Copy the entire listing below word for word, keeping every line in its original order and form.

Recorded information:
****************************************
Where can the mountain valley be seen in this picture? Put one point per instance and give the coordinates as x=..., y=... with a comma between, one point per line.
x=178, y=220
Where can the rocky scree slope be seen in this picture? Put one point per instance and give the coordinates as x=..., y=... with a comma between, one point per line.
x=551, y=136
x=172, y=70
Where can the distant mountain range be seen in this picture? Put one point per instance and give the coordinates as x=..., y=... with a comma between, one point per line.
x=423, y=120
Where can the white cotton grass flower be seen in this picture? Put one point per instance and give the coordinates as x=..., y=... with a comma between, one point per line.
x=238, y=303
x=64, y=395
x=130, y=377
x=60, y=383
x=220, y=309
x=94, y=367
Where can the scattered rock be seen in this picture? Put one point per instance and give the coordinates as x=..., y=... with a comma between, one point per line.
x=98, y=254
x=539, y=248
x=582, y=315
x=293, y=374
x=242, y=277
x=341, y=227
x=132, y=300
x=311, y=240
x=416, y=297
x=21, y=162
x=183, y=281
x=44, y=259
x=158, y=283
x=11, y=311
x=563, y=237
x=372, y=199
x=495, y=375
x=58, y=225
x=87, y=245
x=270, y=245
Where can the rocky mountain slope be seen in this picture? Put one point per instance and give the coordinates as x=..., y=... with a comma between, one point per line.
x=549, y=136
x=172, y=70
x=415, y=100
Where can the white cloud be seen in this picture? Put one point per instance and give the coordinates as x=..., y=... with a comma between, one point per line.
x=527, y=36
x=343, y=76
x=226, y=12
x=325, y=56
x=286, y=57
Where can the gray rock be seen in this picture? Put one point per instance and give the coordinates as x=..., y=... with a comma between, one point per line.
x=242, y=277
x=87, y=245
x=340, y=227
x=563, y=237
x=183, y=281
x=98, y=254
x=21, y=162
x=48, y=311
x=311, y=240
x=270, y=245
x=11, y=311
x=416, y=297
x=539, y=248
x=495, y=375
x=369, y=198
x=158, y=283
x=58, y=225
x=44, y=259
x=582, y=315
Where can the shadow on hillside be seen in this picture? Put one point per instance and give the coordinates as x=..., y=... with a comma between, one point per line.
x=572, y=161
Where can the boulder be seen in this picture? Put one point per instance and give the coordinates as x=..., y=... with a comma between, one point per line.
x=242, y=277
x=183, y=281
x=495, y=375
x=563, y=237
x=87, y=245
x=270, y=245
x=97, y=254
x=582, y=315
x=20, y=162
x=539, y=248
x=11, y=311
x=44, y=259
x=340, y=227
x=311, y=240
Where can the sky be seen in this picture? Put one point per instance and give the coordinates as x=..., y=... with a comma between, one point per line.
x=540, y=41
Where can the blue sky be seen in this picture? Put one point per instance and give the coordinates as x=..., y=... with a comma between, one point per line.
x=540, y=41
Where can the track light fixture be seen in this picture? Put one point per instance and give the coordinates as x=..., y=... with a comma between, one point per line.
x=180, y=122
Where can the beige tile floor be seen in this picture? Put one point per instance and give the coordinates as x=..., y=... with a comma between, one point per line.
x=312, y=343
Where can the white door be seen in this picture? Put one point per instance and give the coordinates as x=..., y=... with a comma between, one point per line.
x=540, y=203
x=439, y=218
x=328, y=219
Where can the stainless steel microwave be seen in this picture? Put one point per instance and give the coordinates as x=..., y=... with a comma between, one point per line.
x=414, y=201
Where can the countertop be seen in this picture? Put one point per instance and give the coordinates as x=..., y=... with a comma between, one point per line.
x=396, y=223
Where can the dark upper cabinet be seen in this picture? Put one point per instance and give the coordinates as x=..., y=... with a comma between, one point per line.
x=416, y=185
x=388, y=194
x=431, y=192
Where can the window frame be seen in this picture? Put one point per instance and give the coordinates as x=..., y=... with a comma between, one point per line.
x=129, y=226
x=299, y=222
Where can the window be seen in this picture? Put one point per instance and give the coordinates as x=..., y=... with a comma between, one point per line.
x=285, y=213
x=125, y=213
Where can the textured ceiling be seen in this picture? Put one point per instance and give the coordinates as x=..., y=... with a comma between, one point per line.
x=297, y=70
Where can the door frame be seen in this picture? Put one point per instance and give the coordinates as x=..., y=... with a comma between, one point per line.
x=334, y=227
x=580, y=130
****************************************
Output of the exercise:
Where can the mountain valley be seen in this picture? Put one point per instance and give the coordinates as x=..., y=... with a comma between, one point per line.
x=178, y=220
Where can the rocky scree slope be seen in this picture? Put one point per instance and give the coordinates as x=..., y=... with a comma between, one point per line.
x=551, y=136
x=172, y=70
Where can the distant mountain range be seen in this picture? Put one point per instance and give the coordinates as x=..., y=... with a comma between, one point per line.
x=423, y=120
Where can the white cotton grass flower be seen in this picture? Put one point per instance and give the coordinates as x=..., y=... with a comma between, one point per line.
x=238, y=303
x=64, y=395
x=130, y=377
x=60, y=383
x=220, y=309
x=94, y=367
Where can the scattered rock be seen in this picture? Put one point per instance and give the coordinates as x=..., y=... with a comma between, one point per line.
x=98, y=254
x=539, y=248
x=582, y=315
x=293, y=374
x=242, y=277
x=341, y=227
x=132, y=300
x=311, y=240
x=416, y=297
x=21, y=162
x=183, y=281
x=44, y=259
x=158, y=283
x=11, y=311
x=563, y=237
x=372, y=199
x=495, y=375
x=58, y=225
x=87, y=245
x=270, y=245
Where can the rocky mountain slope be seen in this picture? Put one point per instance and give the coordinates as x=..., y=... with a comma between, one point per line.
x=549, y=136
x=172, y=70
x=415, y=100
Where can the white cloud be seen in this picture? Put one point per instance and give the coordinates as x=..., y=... with a comma between, one point per line.
x=527, y=36
x=343, y=76
x=226, y=12
x=325, y=56
x=286, y=57
Where can the gray rock be seen in this picture? Put one point per instance and give the coordinates as x=..., y=... with a comma between, one point per line.
x=242, y=277
x=87, y=245
x=340, y=227
x=563, y=237
x=183, y=281
x=98, y=254
x=21, y=162
x=48, y=311
x=311, y=240
x=270, y=245
x=11, y=311
x=416, y=297
x=539, y=248
x=495, y=375
x=369, y=198
x=158, y=283
x=58, y=225
x=44, y=259
x=582, y=315
Where can the shadow on hillside be seen in this picture? Put one point per instance and give the coordinates as x=..., y=... with a comma between, one point per line.
x=572, y=161
Where can the boulder be seen in this picture? Put one point per instance and give the coordinates as x=..., y=... with a comma between, one point per line.
x=242, y=277
x=183, y=281
x=495, y=375
x=563, y=237
x=87, y=245
x=270, y=245
x=97, y=254
x=582, y=315
x=20, y=162
x=539, y=248
x=11, y=311
x=44, y=259
x=340, y=227
x=311, y=240
Where can the sky be seen in this picture? Put one point per instance and give the coordinates as x=..., y=... with a comma between, one point per line.
x=540, y=41
Where can the blue sky be seen in this picture? Put one point per instance and give the coordinates as x=..., y=... with a comma between, one point per line.
x=540, y=41
Where can the track light fixture be seen in this picture? Put one point per instance and give the coordinates as x=..., y=... with a comma between, one point per line.
x=180, y=122
Where can the beige tile floor be seen in this picture? Put one point per instance and give the coordinates as x=..., y=... with a comma between, one point per line.
x=312, y=343
Where can the white door be seen in this picture? Put one point per instance and give the coordinates as x=..., y=... with a comma between, one point per line.
x=540, y=203
x=439, y=218
x=328, y=219
Where can the stainless steel microwave be seen in this picture? Put one point per instance and give the coordinates as x=..., y=... with a comma between, one point per line.
x=414, y=201
Where can the countertop be seen in this picture? Put one point per instance and give the coordinates as x=..., y=... with a comma between, one point per line.
x=396, y=223
Where can the dark upper cabinet be seen in this picture? Put one point per instance and give the coordinates as x=..., y=... with a comma between, one point per line.
x=416, y=185
x=388, y=194
x=431, y=192
Where can the window frame be seen in this picture? Put one point per instance and give the coordinates as x=..., y=... with a comma between, one point per line.
x=129, y=226
x=299, y=222
Where can the window be seen in this picture? Put one point per instance and give the coordinates as x=..., y=... with a comma between, one point per line.
x=285, y=213
x=125, y=213
Where can the textured ceiling be seen in this picture? Put one point per instance and give the coordinates as x=..., y=... with a comma between, one point per line.
x=297, y=70
Where can the door frame be seen in this picture? Put one point per instance and give the coordinates as x=..., y=... with a comma between, one point per line.
x=334, y=227
x=580, y=130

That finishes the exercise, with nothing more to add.